Our bun Dottie has issues!

She's been with us for a few months now, having got her from a home where she was in a tiny hutch (a double with missing ramp, so one level) and obviously neglected.

Since bringing her home, we've have provided her with lots of space, enrichment, quality food, veggies and a friend (after spaying) but she's always been aggressive towards us.

I'm thinking it's part fear due to a lack of interaction prior, and possibly her being territorial over what she now has.

I've mentioned before that she will try to nip me and makes a grunting noise. When I feed her I have to be quick to avoid getting bitten and if I have to pick her up for some reason she will lash out. This evening she also reacted aggressively when I tried to pick up her partner Ziggy.

Is there anything I can do or is it just her, do you think?

Thanks x
 
Rivergrace was very like Dottie when we first got her. Morningstar too, but not so significantly. Both girls were already spayed when we got them. Both were 3; they're now approximately 4.5 years of age.

Neither girl especially likes being stroked now, neither likes being picked up, but will tolerate it.

However they do approach me without boxing or growling or lunging. I might get to stroke them on very rare occasions, but not for long. River's had the biggest turnaround. She was the most fearful but is now the friendlier of the 2.

To be honest all it's taken is time. And the association of nice things. And no unnecessary touching as it stresses them out (though Morning chinned me today.) Of course the girls have been split into their respective groups as they weren't closely bonded. Being with more outgoing rabbits who are very human friendly has helped. Almost all their interactions with me are on their terms. River, I've somewhat trained to get into their crate to travel in. (The trio travels in a small dog crate.) If I have to pick either of them up, I always make it for the shortest time possible. It makes certain health checks nearly impossible, but the stress counteracts the benefits of them in their case. Oh, and if they need their front claws clipping, I get someone to bribe them up against the mesh of their run and I clip them through the bars.

I think she could come round a bit over time, even if that "over time" means working out how to do things on her terms.
 
Thanks for the reply tlc :)

(Position annotation records)
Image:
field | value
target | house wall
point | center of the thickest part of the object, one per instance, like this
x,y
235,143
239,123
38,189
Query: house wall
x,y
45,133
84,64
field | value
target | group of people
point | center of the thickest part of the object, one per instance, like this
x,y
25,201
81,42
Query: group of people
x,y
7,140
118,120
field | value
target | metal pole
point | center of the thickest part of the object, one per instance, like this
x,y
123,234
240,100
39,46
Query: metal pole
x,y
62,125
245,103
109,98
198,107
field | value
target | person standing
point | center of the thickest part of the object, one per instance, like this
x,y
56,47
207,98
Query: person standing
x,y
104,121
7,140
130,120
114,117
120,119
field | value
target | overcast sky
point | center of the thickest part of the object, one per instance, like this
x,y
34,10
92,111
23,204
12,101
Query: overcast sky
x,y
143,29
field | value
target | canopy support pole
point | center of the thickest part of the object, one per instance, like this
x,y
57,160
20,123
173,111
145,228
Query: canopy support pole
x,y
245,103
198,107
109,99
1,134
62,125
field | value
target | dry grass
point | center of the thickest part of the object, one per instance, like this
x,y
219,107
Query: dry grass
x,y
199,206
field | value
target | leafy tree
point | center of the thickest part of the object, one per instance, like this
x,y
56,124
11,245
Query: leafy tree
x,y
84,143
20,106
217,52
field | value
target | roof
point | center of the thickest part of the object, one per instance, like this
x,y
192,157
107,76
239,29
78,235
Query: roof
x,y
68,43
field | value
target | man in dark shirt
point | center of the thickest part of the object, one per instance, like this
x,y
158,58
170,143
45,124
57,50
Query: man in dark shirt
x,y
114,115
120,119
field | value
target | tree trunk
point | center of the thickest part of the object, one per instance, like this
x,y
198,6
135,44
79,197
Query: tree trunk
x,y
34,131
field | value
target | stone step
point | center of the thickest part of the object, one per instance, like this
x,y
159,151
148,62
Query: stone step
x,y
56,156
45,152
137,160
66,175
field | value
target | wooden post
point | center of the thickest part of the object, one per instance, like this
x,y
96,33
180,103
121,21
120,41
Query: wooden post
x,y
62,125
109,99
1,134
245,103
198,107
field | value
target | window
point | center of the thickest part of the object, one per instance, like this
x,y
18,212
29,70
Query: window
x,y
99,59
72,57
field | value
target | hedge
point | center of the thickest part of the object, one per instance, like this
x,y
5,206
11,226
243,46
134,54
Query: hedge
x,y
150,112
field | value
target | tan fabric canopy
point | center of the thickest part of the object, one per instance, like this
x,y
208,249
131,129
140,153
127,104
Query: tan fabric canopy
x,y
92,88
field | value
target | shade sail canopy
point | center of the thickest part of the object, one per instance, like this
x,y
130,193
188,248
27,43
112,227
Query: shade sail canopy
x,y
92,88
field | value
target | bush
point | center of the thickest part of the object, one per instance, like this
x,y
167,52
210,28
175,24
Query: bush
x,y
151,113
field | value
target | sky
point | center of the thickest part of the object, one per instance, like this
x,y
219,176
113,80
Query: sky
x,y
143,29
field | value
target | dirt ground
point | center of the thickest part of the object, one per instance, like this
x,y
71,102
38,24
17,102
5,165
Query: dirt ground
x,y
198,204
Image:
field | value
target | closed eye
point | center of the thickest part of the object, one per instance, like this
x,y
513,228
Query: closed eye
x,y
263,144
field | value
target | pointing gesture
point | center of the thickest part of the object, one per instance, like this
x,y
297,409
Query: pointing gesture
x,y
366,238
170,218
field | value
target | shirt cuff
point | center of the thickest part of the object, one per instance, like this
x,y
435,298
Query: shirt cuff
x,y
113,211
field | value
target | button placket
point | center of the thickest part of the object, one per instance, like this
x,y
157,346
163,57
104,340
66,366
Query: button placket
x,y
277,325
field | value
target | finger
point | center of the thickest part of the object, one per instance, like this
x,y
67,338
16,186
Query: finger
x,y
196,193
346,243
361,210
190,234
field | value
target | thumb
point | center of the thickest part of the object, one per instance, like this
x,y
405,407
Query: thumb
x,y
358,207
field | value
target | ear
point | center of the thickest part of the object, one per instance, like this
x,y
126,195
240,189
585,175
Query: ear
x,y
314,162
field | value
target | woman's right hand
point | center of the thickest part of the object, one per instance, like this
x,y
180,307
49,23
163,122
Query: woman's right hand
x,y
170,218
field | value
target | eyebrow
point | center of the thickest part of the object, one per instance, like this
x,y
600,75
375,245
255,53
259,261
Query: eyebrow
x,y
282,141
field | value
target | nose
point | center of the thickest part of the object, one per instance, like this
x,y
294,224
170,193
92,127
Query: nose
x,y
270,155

▶ WHAT YOU HAVE TO DO: List every rabbit mentioned by name in the posts about aggressive rabbits. The records have nothing to do with what comes next.

▶ TASK SOLUTION: Dottie, Ziggy, Rivergrace (River) and Morningstar (Morning).